START Provided entries

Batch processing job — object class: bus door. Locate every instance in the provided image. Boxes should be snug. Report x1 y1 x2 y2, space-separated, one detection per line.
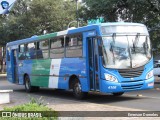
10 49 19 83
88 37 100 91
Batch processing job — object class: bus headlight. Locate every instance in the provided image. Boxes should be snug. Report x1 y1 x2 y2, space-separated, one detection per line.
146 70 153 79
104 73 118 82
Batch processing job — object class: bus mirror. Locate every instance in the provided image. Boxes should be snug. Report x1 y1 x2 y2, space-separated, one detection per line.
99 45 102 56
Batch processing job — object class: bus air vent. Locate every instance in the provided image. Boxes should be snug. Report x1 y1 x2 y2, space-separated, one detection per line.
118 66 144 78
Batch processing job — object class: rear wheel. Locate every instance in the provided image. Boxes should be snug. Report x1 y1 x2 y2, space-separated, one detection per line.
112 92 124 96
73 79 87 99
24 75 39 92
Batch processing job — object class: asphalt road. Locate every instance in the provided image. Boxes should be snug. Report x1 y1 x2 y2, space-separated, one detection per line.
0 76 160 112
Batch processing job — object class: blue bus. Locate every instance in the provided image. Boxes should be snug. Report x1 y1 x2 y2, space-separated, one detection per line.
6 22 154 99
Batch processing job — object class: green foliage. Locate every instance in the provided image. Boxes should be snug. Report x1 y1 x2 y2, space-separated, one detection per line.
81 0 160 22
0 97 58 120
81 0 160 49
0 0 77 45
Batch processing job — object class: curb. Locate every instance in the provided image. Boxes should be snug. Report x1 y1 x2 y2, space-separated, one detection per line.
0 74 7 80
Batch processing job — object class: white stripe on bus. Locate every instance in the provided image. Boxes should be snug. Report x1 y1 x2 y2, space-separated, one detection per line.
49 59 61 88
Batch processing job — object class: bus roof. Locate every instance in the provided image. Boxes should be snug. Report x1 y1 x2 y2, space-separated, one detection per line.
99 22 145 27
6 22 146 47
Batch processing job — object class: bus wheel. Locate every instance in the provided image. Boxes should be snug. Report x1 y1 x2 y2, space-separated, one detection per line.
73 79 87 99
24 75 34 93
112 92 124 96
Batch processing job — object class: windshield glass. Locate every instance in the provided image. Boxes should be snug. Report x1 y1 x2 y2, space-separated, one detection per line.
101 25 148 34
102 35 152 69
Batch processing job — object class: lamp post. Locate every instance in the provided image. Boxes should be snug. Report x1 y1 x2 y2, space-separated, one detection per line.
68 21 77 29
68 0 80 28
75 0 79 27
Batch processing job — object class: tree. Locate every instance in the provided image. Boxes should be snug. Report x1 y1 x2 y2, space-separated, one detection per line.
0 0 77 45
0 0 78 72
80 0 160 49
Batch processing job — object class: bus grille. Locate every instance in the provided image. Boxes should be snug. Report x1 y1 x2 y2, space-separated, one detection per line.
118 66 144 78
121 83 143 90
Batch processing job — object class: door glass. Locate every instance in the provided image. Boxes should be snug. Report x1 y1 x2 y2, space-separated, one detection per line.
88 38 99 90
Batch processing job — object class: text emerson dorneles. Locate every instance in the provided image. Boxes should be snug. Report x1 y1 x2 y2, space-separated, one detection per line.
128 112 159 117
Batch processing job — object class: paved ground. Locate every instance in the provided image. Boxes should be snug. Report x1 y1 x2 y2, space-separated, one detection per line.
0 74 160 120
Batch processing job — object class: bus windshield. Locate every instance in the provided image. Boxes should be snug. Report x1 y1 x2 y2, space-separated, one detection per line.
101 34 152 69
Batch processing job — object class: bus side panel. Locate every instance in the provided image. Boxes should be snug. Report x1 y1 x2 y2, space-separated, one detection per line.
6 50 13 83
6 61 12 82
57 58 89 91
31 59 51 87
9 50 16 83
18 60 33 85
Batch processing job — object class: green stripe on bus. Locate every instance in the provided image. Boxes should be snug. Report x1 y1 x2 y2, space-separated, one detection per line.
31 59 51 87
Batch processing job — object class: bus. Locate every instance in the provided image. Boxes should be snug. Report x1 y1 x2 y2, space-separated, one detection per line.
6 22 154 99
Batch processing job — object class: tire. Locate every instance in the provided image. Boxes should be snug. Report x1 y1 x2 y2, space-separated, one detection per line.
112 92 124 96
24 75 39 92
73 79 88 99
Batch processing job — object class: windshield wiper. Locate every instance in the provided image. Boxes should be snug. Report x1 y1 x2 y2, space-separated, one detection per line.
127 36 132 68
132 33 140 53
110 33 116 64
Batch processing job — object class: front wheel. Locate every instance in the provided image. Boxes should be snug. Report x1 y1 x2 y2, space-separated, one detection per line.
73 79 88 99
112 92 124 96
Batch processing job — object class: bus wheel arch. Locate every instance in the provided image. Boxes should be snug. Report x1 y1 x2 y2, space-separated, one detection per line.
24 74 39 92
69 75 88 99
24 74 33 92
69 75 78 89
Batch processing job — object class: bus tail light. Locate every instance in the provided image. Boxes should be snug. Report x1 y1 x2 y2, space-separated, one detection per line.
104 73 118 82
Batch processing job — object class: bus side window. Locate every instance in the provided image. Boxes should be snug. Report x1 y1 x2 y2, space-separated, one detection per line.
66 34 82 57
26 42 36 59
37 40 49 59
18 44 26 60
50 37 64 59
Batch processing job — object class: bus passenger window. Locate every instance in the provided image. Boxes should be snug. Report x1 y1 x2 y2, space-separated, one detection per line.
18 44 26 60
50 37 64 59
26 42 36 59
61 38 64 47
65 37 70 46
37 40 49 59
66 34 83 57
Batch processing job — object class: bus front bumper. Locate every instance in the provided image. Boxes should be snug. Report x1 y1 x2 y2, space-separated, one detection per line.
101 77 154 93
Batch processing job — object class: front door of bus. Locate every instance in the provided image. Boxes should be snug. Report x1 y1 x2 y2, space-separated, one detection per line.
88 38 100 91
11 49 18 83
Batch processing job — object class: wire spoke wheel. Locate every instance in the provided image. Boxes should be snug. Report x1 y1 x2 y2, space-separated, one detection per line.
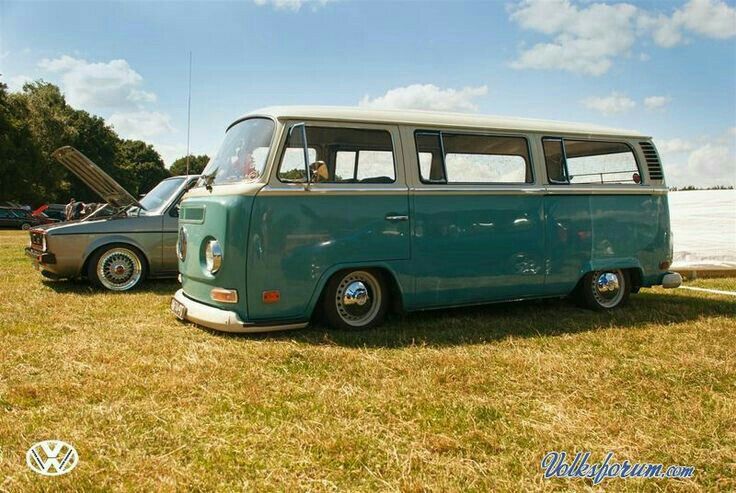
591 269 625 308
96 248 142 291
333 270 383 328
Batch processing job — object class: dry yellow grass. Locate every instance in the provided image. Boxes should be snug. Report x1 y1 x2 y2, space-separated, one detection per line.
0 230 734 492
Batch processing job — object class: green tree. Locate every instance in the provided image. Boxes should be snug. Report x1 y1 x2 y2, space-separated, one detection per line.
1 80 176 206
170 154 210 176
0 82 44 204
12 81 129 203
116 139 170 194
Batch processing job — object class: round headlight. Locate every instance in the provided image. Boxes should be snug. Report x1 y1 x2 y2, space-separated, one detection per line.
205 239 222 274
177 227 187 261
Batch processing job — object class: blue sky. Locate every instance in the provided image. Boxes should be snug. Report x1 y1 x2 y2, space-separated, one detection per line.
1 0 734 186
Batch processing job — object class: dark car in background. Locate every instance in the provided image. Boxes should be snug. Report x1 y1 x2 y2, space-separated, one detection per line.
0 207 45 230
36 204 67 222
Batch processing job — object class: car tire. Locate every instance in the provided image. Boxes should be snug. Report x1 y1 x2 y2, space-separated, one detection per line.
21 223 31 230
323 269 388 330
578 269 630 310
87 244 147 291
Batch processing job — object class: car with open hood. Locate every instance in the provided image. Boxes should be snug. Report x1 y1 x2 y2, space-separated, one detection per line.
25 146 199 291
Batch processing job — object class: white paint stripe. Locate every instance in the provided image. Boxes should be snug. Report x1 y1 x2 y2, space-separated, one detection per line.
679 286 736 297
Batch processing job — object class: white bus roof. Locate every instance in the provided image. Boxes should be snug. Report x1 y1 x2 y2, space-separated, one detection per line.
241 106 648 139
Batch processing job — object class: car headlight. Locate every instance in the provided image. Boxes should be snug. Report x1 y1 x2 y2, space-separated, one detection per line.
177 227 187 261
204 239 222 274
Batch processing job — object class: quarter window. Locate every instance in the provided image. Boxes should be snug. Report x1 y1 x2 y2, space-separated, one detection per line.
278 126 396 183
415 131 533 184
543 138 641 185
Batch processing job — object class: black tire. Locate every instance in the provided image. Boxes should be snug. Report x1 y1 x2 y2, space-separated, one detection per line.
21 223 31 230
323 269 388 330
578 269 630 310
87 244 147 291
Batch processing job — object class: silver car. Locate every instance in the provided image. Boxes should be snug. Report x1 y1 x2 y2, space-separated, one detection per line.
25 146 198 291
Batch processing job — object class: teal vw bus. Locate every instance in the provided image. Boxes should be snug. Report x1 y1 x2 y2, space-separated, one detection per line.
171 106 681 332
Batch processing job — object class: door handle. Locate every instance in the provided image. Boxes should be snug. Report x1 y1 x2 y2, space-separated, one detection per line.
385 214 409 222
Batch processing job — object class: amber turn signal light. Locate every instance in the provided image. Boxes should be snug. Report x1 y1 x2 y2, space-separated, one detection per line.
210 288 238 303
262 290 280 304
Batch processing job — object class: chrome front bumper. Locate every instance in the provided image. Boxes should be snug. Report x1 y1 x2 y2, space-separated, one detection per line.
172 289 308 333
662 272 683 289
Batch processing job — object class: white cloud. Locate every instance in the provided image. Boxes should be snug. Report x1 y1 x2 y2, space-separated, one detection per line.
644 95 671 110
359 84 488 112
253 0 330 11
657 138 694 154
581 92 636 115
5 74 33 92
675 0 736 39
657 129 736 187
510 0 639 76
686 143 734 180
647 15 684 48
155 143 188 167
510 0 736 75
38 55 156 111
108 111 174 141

END Provided entries

§ Problem to work on
What are the lines from the one with "Batch processing job — object class: amber" through the end of the records above? Set them down exactly, both ends included, and nothing else.

§ Response area
Batch processing job — object class: amber turn signal light. Locate every instance in the provided image. Boxes should be snug. Report x1 y1 x2 y2, space-separated, one detection per line.
210 288 238 303
262 290 280 304
Batch processing job — object class: chrome front bumper. Locate every instance in the provided image. Boxes should be snug. Report x1 y1 x2 y2, space-separated, one detection per line.
172 289 308 333
662 272 683 289
Batch processing job — object class: white cloud. Locate every instance in the provided image. Boxes should be snug. Report x1 y1 x2 y2, space-separated, one detection per line.
644 95 671 110
359 84 488 112
253 0 330 11
657 138 694 154
581 92 636 115
5 74 33 92
675 0 736 39
657 129 736 187
510 0 639 76
686 143 734 180
647 15 684 48
155 143 188 167
510 0 736 75
38 55 156 111
108 111 174 141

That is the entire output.